### Required work
Pull out every line of the material below that contains the string "JSON", and copy those lines. Uppercase and lowercase count as different.

### Dataset records

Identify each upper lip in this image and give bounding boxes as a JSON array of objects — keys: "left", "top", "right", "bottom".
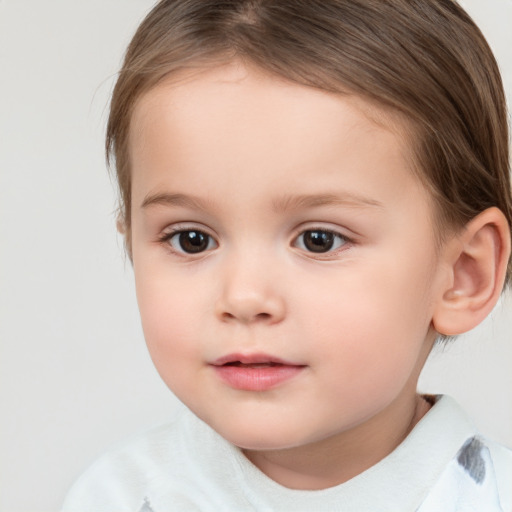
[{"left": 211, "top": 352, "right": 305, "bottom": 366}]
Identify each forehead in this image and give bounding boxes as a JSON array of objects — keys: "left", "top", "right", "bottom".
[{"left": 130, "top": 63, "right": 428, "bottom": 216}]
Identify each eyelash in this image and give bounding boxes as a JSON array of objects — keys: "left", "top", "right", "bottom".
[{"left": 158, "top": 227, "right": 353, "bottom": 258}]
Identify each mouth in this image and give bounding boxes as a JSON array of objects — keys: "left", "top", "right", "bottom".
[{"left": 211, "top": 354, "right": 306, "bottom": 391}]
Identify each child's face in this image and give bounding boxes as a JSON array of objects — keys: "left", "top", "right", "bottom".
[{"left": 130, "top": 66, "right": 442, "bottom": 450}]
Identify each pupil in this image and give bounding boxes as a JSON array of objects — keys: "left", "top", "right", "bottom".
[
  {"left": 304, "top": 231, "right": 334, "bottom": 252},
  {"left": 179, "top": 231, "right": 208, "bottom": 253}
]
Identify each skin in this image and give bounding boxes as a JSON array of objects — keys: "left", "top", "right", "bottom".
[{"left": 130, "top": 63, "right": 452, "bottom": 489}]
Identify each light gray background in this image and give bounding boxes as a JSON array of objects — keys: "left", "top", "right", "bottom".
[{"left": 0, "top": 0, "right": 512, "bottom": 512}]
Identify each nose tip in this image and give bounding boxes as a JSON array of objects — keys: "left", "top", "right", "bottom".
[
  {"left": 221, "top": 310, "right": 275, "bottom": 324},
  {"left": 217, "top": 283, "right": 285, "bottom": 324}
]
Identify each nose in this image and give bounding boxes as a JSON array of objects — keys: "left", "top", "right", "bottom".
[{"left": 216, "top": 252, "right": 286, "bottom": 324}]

---

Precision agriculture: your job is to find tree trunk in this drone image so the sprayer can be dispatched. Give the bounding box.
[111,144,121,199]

### Response
Identify each upper lip in this image and give bounding boxes as a JSON array of objects — keys: "left", "top", "right", "bottom".
Identify each forehead in this image and give bounding boxes as a JSON array of objects — keys: "left", "top", "right", "bottom".
Identify each eyelash in this image and give bounding boxes as a JSON array of objects — keys: "left", "top", "right", "bottom".
Identify each mouth in this image and give bounding boxes as a JSON array of objects — keys: "left", "top", "right", "bottom".
Identify each child's face in this image and give bounding boxes as a JSON array of objects — keys: "left", "top", "right", "bottom".
Identify each pupil in this image and give bounding boxes as a JSON array of objects — keys: "left", "top", "right", "bottom".
Identify each skin in this image and give bounding boxes as a JSON array of objects — keys: "left", "top", "right", "bottom".
Identify each light gray background in this image and give bounding boxes as a JSON array of objects — keys: "left", "top", "right", "bottom".
Identify each nose tip in this image and give bounding boxes as a JSON array of objects — keys: "left", "top", "right", "bottom".
Identify each nose in this image and give bounding boxes as a JSON array of objects — keys: "left", "top", "right", "bottom".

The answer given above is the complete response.